─── EXTRAIT DU DOCUMENT ───

La Chronique Agora

OPA à la gomme, bulles et malabars !

** La séance d’hier était placée sous le signe de la hausse, comme nous l’anticipions dès vendredi, et nous a surpris à bien des égards : absence de volatilité (40 points d’écart entre les extrêmes du jour) et absence de volumes. Avec moins de 3,6 milliards d’euros échangés, nous avons tout simplement assisté à la journée la moins active de l’année à Paris.

Le CAC 40 s’est maintenu pendant près de six heures d’horloge au sein d’un étroit canal délimité par 5 013 points (zénith de vendredi dernier) et 5 029 points (zénith du 4 février dernier) sans jamais donner l’impression qu’il pourrait en ressortir. Nous avons assisté à une sorte de mise sous pilote automatique qui corrigerait automatiquement le cap dès qu’une dérive supérieure à 0,2 se matérialise.

Si Paris se maintient dans son canal ascendant et aligne une troisième hausse consécutive aujourd’hui, le CAC 40 se retrouvera en position favorable pour refermer le gap des 5 081 points du 18 janvier dernier.

─── DONNÉES FOURNIES ───

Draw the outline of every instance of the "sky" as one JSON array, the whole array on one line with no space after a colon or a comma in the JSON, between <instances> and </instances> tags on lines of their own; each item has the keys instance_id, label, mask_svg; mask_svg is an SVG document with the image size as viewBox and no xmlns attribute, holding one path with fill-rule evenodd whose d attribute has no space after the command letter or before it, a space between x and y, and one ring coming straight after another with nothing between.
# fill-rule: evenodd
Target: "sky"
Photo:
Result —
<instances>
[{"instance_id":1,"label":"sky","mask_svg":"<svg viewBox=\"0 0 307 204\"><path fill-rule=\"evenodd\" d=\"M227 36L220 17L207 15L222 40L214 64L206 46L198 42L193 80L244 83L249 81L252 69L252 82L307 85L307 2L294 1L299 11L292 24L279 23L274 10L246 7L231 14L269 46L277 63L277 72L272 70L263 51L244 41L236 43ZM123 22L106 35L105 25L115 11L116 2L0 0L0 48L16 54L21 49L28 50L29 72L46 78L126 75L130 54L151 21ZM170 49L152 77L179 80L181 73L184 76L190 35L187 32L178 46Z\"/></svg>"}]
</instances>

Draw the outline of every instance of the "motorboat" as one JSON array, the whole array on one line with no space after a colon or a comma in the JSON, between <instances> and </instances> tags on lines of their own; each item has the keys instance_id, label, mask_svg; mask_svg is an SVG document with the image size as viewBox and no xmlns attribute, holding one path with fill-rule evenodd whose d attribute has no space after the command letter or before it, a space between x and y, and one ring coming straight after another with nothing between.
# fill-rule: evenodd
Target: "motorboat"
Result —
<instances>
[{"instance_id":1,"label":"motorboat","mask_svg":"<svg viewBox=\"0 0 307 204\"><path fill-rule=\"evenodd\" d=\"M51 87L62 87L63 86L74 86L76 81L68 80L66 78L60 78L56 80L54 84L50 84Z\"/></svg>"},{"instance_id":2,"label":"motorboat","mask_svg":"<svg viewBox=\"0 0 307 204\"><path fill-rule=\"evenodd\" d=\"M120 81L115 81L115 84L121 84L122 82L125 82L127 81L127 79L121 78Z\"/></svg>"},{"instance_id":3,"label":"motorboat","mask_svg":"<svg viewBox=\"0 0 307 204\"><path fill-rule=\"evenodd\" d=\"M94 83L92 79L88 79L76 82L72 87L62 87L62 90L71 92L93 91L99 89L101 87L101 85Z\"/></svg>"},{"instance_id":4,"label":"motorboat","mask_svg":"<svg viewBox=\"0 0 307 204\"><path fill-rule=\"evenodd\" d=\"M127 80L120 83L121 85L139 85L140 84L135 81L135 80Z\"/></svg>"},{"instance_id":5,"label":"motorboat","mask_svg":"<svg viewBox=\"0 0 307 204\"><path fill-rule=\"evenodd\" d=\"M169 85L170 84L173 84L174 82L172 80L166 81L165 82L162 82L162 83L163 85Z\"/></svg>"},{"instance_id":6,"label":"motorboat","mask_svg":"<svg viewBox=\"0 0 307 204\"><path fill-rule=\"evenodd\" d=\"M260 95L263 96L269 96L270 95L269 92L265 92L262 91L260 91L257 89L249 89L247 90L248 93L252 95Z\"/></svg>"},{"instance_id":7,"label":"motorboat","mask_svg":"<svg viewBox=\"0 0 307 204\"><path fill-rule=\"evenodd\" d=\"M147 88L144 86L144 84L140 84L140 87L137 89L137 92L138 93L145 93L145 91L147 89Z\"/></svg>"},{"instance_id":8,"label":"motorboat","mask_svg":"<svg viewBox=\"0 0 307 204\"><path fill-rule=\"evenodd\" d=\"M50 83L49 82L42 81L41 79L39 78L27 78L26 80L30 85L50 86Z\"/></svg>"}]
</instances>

───

ÉNONCÉ DE LA TÂCHE: Selon la chronique boursière, quel volume de capitaux a été échangé à Paris lors de la séance d'hier ? Répondez en vous fondant uniquement sur la chronique boursière.

LA RÉPONSE: Moins de 3,6 milliards d'euros.